Could you restate word for word every line from the one containing "Exercise. Point to the corrugated" to the end of the records, and nothing else?

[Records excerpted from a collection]
--- START ---
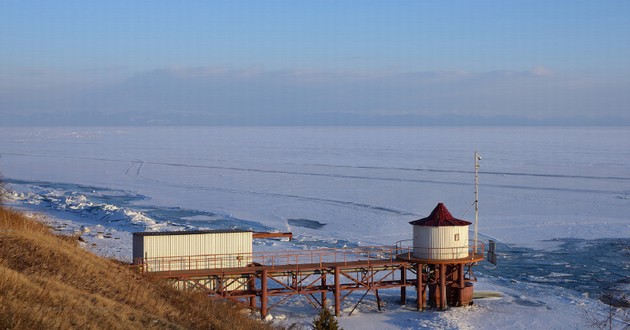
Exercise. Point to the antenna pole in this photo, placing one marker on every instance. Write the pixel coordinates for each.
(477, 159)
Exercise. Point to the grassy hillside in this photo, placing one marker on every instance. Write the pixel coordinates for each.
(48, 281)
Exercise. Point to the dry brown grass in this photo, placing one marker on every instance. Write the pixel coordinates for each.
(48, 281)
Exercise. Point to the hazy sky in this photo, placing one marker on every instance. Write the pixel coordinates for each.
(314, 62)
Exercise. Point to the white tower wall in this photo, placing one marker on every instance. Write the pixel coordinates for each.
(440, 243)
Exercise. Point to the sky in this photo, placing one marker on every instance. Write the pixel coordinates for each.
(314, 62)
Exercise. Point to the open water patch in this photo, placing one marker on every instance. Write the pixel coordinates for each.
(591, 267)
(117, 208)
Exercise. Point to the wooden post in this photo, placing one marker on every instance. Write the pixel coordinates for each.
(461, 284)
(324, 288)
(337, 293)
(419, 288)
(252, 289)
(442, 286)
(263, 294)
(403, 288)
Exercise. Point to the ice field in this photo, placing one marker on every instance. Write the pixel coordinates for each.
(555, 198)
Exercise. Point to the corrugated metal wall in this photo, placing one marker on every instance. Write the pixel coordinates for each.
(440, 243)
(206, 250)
--- END ---
[REPLY TO THE TASK]:
Exercise. Point to the corrugated metal wall in this photo, placing one marker on every instance. Write the pixel coordinates for each.
(440, 243)
(206, 250)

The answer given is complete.